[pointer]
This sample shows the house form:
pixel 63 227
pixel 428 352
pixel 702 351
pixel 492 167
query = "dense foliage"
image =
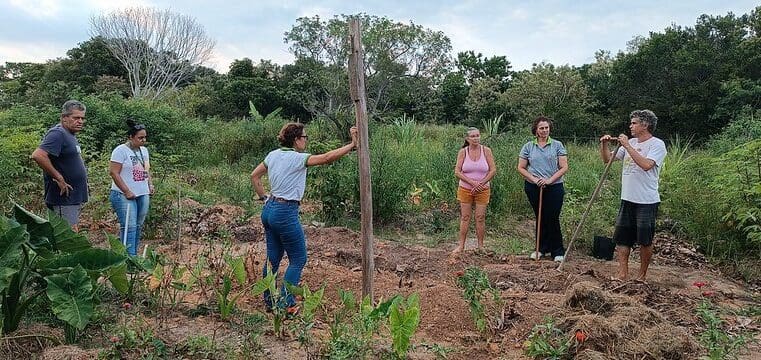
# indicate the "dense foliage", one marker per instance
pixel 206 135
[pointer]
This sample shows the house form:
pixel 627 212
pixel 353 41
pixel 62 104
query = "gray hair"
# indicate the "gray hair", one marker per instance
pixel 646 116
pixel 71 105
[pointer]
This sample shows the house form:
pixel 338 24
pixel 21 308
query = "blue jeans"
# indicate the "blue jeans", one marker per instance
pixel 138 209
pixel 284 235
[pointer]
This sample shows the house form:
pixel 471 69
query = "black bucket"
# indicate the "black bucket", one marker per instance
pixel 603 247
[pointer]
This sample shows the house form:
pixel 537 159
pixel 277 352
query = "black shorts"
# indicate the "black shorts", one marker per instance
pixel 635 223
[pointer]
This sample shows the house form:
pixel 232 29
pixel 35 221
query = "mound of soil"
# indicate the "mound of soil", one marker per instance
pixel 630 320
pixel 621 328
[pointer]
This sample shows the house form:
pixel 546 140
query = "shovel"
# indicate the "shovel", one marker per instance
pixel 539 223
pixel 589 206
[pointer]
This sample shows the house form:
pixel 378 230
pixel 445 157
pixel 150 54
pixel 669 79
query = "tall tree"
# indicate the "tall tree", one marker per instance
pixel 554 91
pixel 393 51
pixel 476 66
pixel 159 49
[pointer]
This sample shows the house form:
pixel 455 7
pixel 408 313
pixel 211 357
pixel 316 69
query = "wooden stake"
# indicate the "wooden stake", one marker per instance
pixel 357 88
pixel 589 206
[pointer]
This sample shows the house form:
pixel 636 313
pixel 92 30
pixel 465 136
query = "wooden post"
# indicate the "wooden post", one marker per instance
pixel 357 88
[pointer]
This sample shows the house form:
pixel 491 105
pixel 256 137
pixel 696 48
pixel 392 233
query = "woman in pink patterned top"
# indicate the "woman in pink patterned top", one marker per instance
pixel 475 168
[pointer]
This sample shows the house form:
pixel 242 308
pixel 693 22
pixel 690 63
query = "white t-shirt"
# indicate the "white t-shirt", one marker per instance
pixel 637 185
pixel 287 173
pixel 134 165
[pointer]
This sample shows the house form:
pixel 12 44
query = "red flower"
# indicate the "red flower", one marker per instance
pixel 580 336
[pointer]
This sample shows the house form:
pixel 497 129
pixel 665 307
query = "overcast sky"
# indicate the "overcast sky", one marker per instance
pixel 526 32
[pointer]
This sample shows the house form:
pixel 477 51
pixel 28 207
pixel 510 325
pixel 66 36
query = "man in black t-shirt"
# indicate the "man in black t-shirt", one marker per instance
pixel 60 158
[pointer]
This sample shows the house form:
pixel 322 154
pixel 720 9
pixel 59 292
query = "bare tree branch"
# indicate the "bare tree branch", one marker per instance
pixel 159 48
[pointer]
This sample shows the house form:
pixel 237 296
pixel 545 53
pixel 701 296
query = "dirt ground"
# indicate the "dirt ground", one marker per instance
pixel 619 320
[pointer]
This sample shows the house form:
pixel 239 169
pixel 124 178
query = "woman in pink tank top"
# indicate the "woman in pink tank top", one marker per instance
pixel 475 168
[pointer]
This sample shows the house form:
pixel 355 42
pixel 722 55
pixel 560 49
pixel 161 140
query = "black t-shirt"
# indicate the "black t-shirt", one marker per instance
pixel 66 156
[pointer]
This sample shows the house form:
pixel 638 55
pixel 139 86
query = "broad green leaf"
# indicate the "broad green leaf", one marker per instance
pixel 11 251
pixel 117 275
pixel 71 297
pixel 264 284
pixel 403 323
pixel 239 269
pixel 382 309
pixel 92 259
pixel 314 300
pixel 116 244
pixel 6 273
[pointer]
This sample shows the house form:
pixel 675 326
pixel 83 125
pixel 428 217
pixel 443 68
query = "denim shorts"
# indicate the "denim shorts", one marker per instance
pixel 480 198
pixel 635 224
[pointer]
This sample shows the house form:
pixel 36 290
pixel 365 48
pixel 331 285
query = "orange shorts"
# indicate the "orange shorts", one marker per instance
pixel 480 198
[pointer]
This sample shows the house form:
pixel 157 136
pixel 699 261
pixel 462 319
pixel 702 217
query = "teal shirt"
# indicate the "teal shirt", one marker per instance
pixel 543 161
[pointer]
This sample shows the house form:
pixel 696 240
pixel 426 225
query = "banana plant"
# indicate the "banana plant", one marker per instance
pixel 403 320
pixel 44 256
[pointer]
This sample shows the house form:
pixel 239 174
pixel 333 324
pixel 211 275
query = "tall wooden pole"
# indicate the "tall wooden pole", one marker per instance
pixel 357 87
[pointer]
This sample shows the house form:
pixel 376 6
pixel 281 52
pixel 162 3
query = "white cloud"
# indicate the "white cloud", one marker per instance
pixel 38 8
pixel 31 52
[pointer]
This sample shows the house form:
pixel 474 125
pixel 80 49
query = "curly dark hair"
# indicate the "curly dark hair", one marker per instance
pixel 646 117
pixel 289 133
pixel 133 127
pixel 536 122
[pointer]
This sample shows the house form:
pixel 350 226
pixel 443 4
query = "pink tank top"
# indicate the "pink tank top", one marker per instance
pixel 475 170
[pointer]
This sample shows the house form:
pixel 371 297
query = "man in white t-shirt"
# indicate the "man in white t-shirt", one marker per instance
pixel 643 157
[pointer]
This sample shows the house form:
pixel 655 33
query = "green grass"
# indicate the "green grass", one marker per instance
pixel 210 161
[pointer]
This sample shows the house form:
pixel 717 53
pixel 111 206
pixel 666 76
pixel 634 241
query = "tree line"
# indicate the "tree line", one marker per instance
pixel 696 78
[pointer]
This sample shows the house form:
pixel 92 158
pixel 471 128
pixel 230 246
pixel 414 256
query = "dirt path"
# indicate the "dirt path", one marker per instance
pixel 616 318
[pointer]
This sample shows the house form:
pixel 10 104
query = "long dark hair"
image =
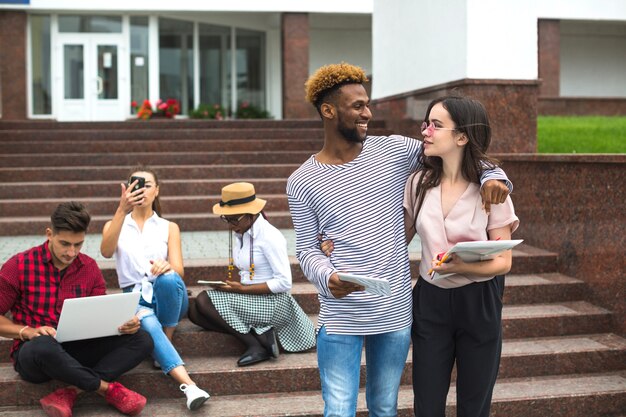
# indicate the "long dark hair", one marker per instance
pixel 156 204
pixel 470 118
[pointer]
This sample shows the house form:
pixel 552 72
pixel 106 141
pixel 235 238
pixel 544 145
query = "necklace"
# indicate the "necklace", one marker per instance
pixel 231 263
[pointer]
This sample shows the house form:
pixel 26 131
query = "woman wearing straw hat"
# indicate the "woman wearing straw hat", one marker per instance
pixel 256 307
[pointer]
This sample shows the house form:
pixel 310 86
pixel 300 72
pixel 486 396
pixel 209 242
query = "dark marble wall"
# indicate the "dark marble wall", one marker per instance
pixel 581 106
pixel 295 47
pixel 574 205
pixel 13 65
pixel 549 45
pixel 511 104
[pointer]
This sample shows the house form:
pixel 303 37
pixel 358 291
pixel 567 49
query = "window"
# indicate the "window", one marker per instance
◇ ◇ ◇ ◇ ◇ ◇ ◇
▶ Work task
From the listing above, pick out each line where the word "window" appears.

▶ Response box
query = "window"
# indicate the "window", one marker per instance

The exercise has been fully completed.